* [EXERCISE TASK]: Edit the listing below by replacing "Example query" with "Sample query" everywhere it occurs, leaving all other text unchanged.

* [EXERCISE INPUTS]:
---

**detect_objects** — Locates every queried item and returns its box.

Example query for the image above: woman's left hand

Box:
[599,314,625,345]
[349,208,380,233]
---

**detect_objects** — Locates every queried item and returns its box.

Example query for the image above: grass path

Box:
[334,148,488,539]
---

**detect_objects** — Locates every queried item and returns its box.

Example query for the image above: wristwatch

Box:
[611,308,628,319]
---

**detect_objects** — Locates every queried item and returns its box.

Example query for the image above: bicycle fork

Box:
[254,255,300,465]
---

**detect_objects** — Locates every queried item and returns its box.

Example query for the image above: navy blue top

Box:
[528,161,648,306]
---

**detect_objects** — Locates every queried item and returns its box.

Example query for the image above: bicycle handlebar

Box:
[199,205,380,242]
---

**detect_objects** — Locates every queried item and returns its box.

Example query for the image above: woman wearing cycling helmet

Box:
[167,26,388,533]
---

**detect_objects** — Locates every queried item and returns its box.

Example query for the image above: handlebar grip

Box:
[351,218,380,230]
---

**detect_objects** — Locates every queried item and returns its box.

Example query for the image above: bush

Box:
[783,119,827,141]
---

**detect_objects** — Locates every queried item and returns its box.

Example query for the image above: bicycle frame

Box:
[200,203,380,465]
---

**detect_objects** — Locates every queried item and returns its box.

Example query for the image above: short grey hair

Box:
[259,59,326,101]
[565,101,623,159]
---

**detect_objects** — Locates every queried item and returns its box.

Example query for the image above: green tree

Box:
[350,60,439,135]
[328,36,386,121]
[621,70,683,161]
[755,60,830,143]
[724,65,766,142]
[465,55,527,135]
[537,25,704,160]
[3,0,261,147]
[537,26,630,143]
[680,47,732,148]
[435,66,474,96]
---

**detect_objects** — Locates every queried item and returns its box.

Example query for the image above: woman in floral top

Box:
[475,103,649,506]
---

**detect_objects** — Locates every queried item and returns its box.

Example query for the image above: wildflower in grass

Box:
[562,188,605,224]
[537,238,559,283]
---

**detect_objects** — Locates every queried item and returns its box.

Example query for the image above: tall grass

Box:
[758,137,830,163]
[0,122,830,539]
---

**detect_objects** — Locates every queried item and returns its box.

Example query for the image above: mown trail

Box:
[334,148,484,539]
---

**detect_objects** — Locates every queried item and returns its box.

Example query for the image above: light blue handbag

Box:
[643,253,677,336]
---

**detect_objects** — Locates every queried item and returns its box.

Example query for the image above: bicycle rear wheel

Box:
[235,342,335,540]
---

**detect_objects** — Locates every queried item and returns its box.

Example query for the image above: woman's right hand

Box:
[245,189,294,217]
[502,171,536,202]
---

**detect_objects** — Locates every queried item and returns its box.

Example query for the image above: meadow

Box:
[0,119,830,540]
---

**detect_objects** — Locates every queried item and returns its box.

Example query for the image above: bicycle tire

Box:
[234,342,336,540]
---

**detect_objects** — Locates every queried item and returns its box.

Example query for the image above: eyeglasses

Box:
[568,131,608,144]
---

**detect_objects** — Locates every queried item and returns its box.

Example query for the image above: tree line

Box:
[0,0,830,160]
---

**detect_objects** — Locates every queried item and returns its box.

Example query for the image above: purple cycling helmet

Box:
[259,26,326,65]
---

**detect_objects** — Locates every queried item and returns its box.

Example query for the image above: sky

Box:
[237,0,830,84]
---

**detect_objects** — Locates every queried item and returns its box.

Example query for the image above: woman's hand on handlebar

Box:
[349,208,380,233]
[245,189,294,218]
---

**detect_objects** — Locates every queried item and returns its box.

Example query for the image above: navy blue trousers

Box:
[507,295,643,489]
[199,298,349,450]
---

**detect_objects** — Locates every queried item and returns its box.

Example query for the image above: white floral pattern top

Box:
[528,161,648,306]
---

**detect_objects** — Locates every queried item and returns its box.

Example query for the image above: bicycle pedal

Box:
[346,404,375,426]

* [RESULT OF THIS TASK]:
---

**detect_objects** — Locates every queried item and returns its box.

Sample query for the image above: woman's left hand

Box:
[599,314,625,345]
[349,208,380,233]
---

**detect_objects** — Locates every queried item and returns its box.

Sample query for the image above: grass path

Box:
[334,148,488,539]
---

**detect_objects** — Locates every queried item and returns its box.

Sample query for the image above: wristwatch

Box:
[611,308,628,319]
---

**detect_objects** — Locates every queried item and returns its box.

Sample query for the image above: bicycle fork

Box:
[254,255,300,465]
---

**detect_objects** — Locates every queried item and returns its box.

Sample query for the image above: navy blue top

Box:
[528,161,648,306]
---

**detect_objects** — Locates every queried item and returns its box.

Sample query for the image above: bicycle handlebar

Box:
[199,205,380,242]
---

**detect_objects** — Locates every queried item and returns its box.

Sample query for the image above: woman wearing cycling helmet

Box:
[167,26,388,533]
---

**detect_objects** — Locates every queried item and returns its box.

Sample query for the image above: handlebar grip

Box:
[351,218,380,230]
---

**detect_objects** — Locates every queried item and returns its box.

Sample query for the image above: bush

Box:
[783,119,827,141]
---

**detect_objects** — Locates every queried item and returns its box.

Sample query for the image above: bicycle frame

Box:
[200,203,380,465]
---

**detect_objects** — Locates every queried item and returns its box.

Sample query for the image above: short grey hair

Box:
[259,59,326,101]
[565,101,623,159]
---

**detect_objects** — Locates every queried item and returns its box.

Sample query for the image above: green tree

Box:
[350,60,439,135]
[328,36,386,121]
[621,70,683,161]
[755,60,830,143]
[724,65,766,142]
[465,55,527,135]
[537,25,704,160]
[3,0,261,147]
[537,26,630,143]
[680,47,732,148]
[435,66,474,96]
---

**detect_objects** — Locates every queried item and returns its box.

Sample query for the image above: woman in floral top

Box:
[475,103,649,506]
---

**detect_objects** — Locates every queried item and returns its box.

Sample query for the image above: wildflower in grass

Box:
[562,188,605,224]
[537,238,559,283]
---

**detect_objects** — Locates every queried item and returns its box.

Sample query for the image above: tall grass

Box:
[758,137,830,163]
[0,122,830,539]
---

**detect_objects** — Locates every queried item and returns its box.

Sample query for the image above: mown trail

Box:
[334,148,484,539]
---

**detect_objects** — Locates every queried item and returns its box.

Sample query for the image above: light blue handbag

Box:
[643,253,677,336]
---

**detect_objects** — Locates every queried item and returns its box.

Sample query for the image above: bicycle rear wheel

Box:
[235,342,335,540]
---

**detect_objects** — Locates every queried item and returns its box.

Sample query for the image above: woman's right hand

Box:
[245,189,294,217]
[502,171,536,202]
---

**detect_objects** — Locates every queried item and returns its box.

Sample query for the image above: meadow

Box:
[0,119,830,540]
---

**detect_objects** — Locates every queried item and returns its box.

Sample query for the image above: bicycle tire

Box:
[234,342,336,540]
---

**detect_objects** — Locates every queried item and returns its box.

Sample query for the image above: eyeglasses

Box:
[568,131,608,144]
---

**detect_objects** — Locates every queried item and returns its box.

Sample query for the image above: tree line

Box:
[0,0,830,160]
---

**detect_objects** — Locates every queried item and returns its box.

Sample query for the image above: purple cycling helmet

Box:
[259,26,326,65]
---

**detect_objects** — Locates every queried item and returns its box.

Sample query for the image above: sky

Box:
[237,0,830,84]
---

**detect_objects** — Locates every queried item and returns its box.

Sample query for the image above: woman's hand on handlebar

Box:
[349,208,380,233]
[245,189,294,218]
---

**detect_objects** — Locates every queried item and returns its box.

Sample query for the image above: navy blue trousers

Box:
[507,295,643,489]
[199,298,349,450]
---

**detect_objects** — Locates every queried item and returns its box.

Sample query for the image above: white floral pattern top

Box:
[528,161,648,306]
---

**detect_objects** — Locates every queried item and returns its box.

Sample query for the image above: bicycle pedal

Box:
[346,404,375,426]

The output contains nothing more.